• _What is required_
Can you continue the passage below on the extinct trilobite genus Pytine, picking up after its final sentence?

Extinct genus of trilobites

Pytine is an extinct genus of asaphid trilobites. Species lived during the later part of the Arenig stage of the Ordovician Period, approximately 478 to 471 million years ago. Various species are found in the Svalbard, Valhallfonna Formation, Olenidsletta, Member, of Spitzbergen, Norway, the Megistaspis (Paramegistaspis) planilimbata Zone of the 'Shumardia Shale' of Sweden, Jujuy Province, Argentina, early Arenig-aged strata of Jiangxi province, China, and Darriwilian-aged strata in Western Hunan province, China. The type species, P. graia, has seven thorax segments, and lacks the rapier-like glabellar spine, that occurs in many other raphiophorids. The Chinese species, by contrast, have only six thoracic segments. So far, only the type species, and one of the Chinese species, P. laevigata (synonym= Jiuxiella laevigata), are known from complete specimens.

• _Data for analysis_
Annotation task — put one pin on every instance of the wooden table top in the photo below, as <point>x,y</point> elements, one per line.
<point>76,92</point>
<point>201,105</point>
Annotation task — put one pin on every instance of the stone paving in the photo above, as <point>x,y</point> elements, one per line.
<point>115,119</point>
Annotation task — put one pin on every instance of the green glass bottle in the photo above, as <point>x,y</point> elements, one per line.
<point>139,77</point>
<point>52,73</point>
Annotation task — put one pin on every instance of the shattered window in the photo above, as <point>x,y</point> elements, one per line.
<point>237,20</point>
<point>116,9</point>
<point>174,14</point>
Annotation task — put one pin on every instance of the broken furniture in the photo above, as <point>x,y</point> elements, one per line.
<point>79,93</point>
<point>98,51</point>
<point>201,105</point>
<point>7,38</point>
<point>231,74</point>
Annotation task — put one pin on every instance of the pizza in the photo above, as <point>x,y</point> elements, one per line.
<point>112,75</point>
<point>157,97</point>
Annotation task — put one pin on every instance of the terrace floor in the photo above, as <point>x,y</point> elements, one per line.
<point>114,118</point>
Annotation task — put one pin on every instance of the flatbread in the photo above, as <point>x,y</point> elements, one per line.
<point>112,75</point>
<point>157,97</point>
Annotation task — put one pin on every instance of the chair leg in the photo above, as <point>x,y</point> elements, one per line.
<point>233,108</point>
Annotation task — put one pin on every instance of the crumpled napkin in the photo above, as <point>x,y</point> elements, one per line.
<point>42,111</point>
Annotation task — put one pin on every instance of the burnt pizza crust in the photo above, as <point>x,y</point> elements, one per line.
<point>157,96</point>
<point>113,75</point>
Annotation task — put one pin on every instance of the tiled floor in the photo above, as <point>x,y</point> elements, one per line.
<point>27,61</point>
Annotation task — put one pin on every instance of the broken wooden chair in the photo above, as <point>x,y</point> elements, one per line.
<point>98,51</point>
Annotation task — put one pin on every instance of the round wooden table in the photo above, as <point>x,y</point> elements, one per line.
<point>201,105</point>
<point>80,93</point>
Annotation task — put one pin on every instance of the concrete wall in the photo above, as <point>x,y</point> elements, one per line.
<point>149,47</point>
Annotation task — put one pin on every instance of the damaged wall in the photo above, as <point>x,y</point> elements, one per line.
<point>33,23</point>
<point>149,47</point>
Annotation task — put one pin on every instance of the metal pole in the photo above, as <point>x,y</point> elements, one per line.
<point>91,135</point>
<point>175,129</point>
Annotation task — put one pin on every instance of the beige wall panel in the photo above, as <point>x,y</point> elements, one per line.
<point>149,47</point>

• _Expected answer_
==Species and synonymy==
Richard Fortey erected the genus in 1975 upon describing P. graia from Spitzbergen. In 1999, Hoel subjectively synonymized a Swedish species of Ampyx, A. brevicauda, into Pytine. The Chinese raphiophorid genera Jiuxiella and Miboshania were noted to be anatomically similar to P. graia, and were merged into Pytine, as well. In 2006, N. E. Vaccari described P. wirayasqa from several fragments from the early Arenig-aged Acoite Formation, of La Ciénaga, Jujuy province, Argentina, together with specimens of another related raphiophorid genus, Lehnertia.

== Etymology ==
Pytine is derived from an Ancient Greek word for a wineflask with wattles, referring to the shape and wrinkled texture of the glabellum.